▶ Your tasks
A: According to the text on interventional procedures, for how long should patients avoid eating or drinking before their procedure?
B: Continue the text on interventional procedures, beginning after its final sentence.

▶ Text block

== Segment start ==

Interventional Procedures

The Basics of an Interventional Procedure

Interventional radiology procedures typically involve the use of an imaging “modality” (e.g., ultrasound, fluoroscopy, CT, MRI) to guide the internal placement of a medical device (e.g, needle, catheter) to assist in the diagnosis (e.g., a biopsy) or treatment (e.g., a drainage) of a particular health problem. Breast biopsies (which test suspicious masses for cancer) and PICC line placements (which typically are used to provide easy IV access for patients on mid- to longer-term antibiotics) are among the most common interventional procedures performed.

All of our interventional procedures are designed to minimize the level of invasiveness and maximize safety. The majority of these procedures have evolved over time as an alternative to more invasive surgery.

Interventional procedures performed at our Salem include:

• Abdominal paracentesis
• CT-guided biopsies (liver, lung, kidney, bone, muscle)
• CT-guided arthrograms (knee, hip, shoulder)
• CT-guided steroid injections (hip, shoulder)
• Cyst aspirations and abscess drainages
• PICC line insertion and removal
• Stereotactic-guided breast biopsy
• Thoracentesis
• Thyroid biopsies and aspirations
• Ultrasound-guided breast biopsy

Patient Preparation

Please avoid eating or drinking for 4 to 8 hours prior to your interventional procedure. Given the wide range of exams listed above, our staff will inform you of any other steps you should take prior to your procedure at the time your appointment is scheduled but typically no other physical preparation is required. As always, please bring copies of any prior exams or related studies from other locations. And, please remember to bring a copy of your insurance card with you.

== Segment end ==

▶ Excerpted data
== Segment start ==

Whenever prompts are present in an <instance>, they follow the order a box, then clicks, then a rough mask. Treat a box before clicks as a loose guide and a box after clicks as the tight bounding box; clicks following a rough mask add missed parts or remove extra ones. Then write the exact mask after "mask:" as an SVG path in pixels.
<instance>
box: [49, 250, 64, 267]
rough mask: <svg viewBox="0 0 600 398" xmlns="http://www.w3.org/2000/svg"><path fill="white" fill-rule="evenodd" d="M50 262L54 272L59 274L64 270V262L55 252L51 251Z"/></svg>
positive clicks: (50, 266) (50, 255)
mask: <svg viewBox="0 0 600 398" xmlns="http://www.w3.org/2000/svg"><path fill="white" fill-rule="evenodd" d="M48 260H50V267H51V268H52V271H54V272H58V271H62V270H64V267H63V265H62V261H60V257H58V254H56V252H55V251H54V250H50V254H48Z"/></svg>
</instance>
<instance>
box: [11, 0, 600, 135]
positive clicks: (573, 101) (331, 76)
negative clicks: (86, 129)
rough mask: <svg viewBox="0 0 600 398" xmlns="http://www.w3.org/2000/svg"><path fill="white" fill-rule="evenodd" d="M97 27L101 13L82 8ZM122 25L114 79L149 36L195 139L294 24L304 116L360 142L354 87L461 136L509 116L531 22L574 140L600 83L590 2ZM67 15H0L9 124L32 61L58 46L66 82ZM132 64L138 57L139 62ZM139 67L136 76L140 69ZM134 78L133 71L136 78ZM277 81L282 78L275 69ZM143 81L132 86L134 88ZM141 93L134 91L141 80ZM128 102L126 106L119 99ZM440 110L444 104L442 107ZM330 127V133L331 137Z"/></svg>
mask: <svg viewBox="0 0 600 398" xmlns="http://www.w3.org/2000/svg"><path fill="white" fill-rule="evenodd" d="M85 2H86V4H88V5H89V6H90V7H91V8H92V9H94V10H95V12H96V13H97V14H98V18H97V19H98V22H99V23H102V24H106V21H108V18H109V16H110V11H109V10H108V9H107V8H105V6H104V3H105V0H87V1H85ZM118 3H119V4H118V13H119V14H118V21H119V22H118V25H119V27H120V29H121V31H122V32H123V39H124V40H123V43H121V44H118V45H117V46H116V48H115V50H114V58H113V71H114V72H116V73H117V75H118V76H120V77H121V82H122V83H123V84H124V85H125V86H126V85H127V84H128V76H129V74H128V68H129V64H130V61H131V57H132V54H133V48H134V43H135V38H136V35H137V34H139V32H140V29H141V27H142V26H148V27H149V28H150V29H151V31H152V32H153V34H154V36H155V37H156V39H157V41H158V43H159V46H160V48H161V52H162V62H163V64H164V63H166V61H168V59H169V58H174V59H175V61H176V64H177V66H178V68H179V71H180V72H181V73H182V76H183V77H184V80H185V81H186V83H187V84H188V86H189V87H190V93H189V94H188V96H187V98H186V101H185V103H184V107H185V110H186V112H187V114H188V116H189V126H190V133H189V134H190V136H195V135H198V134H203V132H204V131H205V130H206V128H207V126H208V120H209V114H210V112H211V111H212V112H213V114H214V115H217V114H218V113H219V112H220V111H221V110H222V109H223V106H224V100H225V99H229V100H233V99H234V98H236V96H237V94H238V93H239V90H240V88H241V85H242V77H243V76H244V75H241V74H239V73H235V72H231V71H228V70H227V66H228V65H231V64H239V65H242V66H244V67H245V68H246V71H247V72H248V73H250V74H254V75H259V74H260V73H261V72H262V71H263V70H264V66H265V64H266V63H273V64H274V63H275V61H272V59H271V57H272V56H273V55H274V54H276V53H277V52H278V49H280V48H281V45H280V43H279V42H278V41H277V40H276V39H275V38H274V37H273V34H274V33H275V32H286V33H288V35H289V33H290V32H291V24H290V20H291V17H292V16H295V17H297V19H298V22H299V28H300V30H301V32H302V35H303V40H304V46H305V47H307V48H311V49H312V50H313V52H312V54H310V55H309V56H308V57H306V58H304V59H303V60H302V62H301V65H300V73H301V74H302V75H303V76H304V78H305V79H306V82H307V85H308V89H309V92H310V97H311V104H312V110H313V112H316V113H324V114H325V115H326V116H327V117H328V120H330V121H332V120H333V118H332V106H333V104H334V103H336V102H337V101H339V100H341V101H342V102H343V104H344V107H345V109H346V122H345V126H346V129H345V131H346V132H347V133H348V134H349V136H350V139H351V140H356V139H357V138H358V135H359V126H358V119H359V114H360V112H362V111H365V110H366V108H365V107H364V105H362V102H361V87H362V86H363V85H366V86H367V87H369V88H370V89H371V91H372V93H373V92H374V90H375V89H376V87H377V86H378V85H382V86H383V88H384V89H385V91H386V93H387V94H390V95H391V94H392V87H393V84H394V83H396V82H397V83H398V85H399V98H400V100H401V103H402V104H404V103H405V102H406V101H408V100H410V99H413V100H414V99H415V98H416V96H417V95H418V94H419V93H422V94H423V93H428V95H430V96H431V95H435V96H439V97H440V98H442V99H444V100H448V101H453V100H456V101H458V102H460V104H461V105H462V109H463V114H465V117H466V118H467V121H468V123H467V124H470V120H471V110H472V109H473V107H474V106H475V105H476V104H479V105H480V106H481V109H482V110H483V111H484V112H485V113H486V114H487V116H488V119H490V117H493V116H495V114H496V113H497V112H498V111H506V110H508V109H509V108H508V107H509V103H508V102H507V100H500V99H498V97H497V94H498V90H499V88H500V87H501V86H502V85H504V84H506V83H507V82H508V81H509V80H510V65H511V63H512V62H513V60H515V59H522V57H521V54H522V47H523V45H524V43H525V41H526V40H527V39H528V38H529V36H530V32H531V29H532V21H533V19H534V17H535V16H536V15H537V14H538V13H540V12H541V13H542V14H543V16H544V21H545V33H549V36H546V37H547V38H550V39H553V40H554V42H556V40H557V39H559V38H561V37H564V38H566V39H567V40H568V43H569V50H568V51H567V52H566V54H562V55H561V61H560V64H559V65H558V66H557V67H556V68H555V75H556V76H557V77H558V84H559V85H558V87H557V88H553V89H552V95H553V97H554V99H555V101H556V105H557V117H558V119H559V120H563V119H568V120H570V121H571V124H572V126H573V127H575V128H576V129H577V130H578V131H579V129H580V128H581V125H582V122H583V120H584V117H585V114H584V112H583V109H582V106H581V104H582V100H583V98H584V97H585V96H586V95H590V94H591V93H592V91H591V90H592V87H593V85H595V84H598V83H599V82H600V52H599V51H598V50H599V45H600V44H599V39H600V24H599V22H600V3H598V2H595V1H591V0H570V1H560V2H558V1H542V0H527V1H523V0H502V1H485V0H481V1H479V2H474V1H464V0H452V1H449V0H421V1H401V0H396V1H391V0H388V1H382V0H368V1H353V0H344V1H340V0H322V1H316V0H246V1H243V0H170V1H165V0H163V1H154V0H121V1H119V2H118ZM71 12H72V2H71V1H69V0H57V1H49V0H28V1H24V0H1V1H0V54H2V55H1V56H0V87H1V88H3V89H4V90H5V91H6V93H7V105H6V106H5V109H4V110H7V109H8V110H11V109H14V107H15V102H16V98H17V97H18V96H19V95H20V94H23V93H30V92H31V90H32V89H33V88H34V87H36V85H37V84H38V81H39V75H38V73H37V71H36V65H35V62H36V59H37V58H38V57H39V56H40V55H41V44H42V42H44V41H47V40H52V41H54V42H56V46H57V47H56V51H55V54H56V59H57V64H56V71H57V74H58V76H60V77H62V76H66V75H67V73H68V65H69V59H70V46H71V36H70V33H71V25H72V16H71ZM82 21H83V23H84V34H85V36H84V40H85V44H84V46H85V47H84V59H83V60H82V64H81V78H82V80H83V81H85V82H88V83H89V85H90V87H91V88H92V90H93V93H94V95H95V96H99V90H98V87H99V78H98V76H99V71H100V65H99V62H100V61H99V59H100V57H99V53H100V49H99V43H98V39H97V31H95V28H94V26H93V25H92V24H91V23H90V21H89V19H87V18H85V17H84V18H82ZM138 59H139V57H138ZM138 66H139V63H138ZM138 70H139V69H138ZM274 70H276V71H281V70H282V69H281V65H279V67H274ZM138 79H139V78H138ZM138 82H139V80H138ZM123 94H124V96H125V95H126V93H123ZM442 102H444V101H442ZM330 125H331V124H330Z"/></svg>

== Segment end ==

▶ Results in order
A: For 4 to 8 hours.

B:
What can I expect from an interventional procedure?

Interventional procedures do involve a needle insertion or a small incision (e.g., for catheter placement) so our clinical team will usually administer a local anesthetic for pain management. These exams are typically performed in tandem by both a radiology practitioner assistant (RPA) and a radiologist. The RPA or radiologist will explain exactly how the procedure will work and what you should do following the procedure. Rest and OTC pain management is usually all that is required.

Length of Exam

Interventional procedures can range from 30 to 90 minutes depending on the exam. When scheduling your appointment, please feel free to ask to speak to one of our technologists or radiology practitioner Assistants to get a better idea of the time required for your particular procedure.

Obtaining the Results

You should always consult with your doctor to obtain the results of your exam.  Interventional procedures often involve more direct consultative communication between your doctor and our radiologist than many other radiological exams. This is because there is generally a very specific problem or question your doctor is seeking to address promptly and the results in turn are typically desired in a more timely fashion than some other exams. The nature and timing of the communication (and the radiologist’s final transcribed report) will vary depending on the exam. For certain diagnostic exams (e.g., a biopsy), a specimen obtained during the interventional procedure will be sent out and analyzed by a qualified lab. The results of the lab work will be shared with your doctor as well as the radiologist and if appropriate, incorporated into a final report by the radiologist.